December 11, 2012

How much can you trust international school achievement tests?

Commenter TH compares 2011 results on TIMSS / PERLS to 2009 results on PISA:
I calculated some correlations between the PISA 2009 (15-y/o's), TIMSS 2011 (8th grade), and PIRLS 2011 (10-y/o's). 
The correlation between PISA 2009 math and TIMSS 2011 math is 0.87 (n=26). 
In both studies, East Asians are at the top, white-majority countries at the middle, and others at the bottom. 
However, if you look only at white-majority countries, the correlation is 0.19 (n=13). Russia and Israel do particularly well in the TIMSS compared to the PISA. The former is supposed to be a more math-heavy test compared to the latter which is a test of "mathematics literacy".

So, on the big picture, PISA and TIMSS are pretty much in agreement on the global racial hierarchy of math smarts. On the other hand, on the small picture of how white countries are doing, it's pretty much of a mess. There could be a lot of reasons for this, some inevitable (the test has to choose what to test on by a certain grade, which might not be what that country teaches up to that point), some potentially fixable (one country might try really hard to get students to work diligently on the test, another might treat it as just another test, and a lower stakes one than most).

^^^^^^^^^^^^^^^^

Given instruction A: Translate into Spanish this sentence from the post on international school achievement tests: "The correlation between PISA 2009 math and TIMSS 2011 math is 0.87 (n=26)."
Given instruction B:
Answer these questions from the post on international school achievement tests.
(i) What age group took PIRLS 2011?
(ii) Which two countries do particularly well in TIMSS compared to PISA?
(iii) What is the correlation when only white-majority countries are considered?
Given instruction C: Write what comes next in the post on international school achievement tests, picking up after its final sentence.

^^^^^^^^^^^^^^^^

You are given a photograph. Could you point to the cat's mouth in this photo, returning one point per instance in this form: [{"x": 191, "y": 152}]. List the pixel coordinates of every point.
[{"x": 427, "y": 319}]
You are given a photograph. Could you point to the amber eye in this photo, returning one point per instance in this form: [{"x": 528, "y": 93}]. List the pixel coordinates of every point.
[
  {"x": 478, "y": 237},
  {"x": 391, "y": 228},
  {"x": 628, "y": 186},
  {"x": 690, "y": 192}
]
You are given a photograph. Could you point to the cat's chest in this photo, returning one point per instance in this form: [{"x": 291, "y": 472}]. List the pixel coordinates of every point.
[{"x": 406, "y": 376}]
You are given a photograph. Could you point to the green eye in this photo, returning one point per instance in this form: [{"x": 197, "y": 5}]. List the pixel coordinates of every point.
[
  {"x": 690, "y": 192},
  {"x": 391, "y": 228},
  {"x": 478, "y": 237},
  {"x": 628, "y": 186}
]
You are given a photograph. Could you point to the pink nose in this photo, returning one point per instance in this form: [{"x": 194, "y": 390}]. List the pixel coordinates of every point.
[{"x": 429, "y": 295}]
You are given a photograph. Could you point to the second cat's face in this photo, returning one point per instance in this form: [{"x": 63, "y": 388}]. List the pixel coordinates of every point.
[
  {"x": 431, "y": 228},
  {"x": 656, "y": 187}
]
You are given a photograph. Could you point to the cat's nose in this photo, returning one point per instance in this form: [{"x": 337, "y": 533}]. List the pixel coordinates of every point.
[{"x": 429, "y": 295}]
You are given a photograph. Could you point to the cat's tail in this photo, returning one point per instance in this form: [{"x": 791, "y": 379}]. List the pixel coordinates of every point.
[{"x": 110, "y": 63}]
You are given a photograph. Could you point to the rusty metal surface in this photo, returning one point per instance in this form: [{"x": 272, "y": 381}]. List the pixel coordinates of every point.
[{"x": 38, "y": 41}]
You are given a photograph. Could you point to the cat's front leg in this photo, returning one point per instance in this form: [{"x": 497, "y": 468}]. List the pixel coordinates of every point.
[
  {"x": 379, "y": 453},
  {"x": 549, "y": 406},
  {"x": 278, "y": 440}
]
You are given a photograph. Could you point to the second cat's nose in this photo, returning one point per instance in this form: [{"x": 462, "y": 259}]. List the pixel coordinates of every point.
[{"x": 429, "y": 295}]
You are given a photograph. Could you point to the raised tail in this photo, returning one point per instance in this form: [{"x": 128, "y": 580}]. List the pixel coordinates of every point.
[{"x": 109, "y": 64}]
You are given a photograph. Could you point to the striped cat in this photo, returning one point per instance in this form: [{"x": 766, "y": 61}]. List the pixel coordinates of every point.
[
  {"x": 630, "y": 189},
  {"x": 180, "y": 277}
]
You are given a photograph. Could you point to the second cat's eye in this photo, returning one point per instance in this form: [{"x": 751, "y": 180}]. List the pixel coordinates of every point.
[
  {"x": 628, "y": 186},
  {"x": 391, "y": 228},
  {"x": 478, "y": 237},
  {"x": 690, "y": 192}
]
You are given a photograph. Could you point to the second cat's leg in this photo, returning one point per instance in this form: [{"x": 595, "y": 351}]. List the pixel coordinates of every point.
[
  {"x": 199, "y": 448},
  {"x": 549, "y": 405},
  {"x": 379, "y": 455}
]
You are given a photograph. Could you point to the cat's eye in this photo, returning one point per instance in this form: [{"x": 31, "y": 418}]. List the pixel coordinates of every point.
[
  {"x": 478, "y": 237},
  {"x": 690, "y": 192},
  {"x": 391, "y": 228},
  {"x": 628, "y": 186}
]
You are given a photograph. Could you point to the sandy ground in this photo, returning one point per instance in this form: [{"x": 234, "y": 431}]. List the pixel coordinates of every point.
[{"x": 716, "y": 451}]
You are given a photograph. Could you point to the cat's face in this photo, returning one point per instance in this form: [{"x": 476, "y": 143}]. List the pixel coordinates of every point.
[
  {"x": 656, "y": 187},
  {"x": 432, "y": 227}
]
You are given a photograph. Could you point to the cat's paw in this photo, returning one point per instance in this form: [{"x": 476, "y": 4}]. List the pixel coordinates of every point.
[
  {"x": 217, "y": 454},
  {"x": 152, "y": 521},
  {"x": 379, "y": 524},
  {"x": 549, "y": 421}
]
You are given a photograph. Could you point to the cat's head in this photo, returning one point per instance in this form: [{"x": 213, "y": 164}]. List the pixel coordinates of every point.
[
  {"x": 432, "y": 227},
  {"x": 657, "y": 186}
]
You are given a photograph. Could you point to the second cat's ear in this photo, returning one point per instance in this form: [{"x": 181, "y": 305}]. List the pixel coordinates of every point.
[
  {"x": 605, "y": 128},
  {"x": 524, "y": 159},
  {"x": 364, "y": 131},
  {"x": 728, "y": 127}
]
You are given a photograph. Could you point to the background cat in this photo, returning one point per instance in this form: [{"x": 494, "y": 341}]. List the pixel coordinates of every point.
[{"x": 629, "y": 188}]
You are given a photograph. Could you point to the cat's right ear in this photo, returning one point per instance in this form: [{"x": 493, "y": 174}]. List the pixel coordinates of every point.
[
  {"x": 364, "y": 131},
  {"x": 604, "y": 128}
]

^^^^^^^^^^^^^^^^

Exercise response A: La correlación entre las matemáticas de PISA 2009 y las matemáticas de TIMSS 2011 es de 0,87 (n=26).

Exercise response B:
(i) 10-year-olds.
(ii) Russia and Israel.
(iii) 0.19 (n=13).

Exercise response C:
In the US, the racial breakdown of the TIMSS scores in grade 8 is as follows (SD=100, global baseline = 500)
White 530
Black 465
Hispanic 485
Asian 568
Multiracial 513 
Hispanics slightly outscore Norway and Sweden in the TIMSS, while Norway and Sweden score only slightly (0.1 SD or so) higher than US blacks. In the PISA math test, Norway and Sweden outscored US Hispanics by 0.3-0.4 SD and US blacks by about 0.7 SD. 

What about for reading?
The correlation between PISA 2009 reading and PIRLS 2011 is 0.81 (n=36). Among white-majority countries (n=18) the correlation is 0.24. 
In the US, the racial breakdown of the PIRLS scores is as follows (SD=100): 
White 575
Black 522
Hispanic 532
Asian 588
Multiracial 578 
The black average is higher than that of, for example, France, Spain, Norway, and Belgium. In the PISA reading test, each of those four countries outscored US blacks by more than 0.5 SD.


10 comments:

Anthony said...

The lower correlation is probably a result of smaller sample sizes and less overall variance. The range of scores between wealthy white countries isn't nearly so large as the range of scores overall, so the correlations are weaker.

Imagine a chart made by firing 4 or 5 shotgun blasts at different points along a diagonal line. The x-axis is one test's scores, the y-axis is the other test's scores. Overall, the correlation will be relatively strong, but within each grouping, the correlation will be pretty low.

Being surprised by the lower correlation is an example of ignorance of De Moivre's equation.

Anonymous said...

Could it be that each country decides on what level of competence is competent?

DirtyTricks said...

Reminds me of those millions of "engineers" educated in China and India we heard about a few years ago.
In the US, an engineer has a four year Bachelor of Science degree.
China and India counted air conditioning techs, auto mechanics, computer repair techs, etc. as engineeers.
Vivek Wadhwa is on YouTube somewhere talking about this in great detail.

Anonymous said...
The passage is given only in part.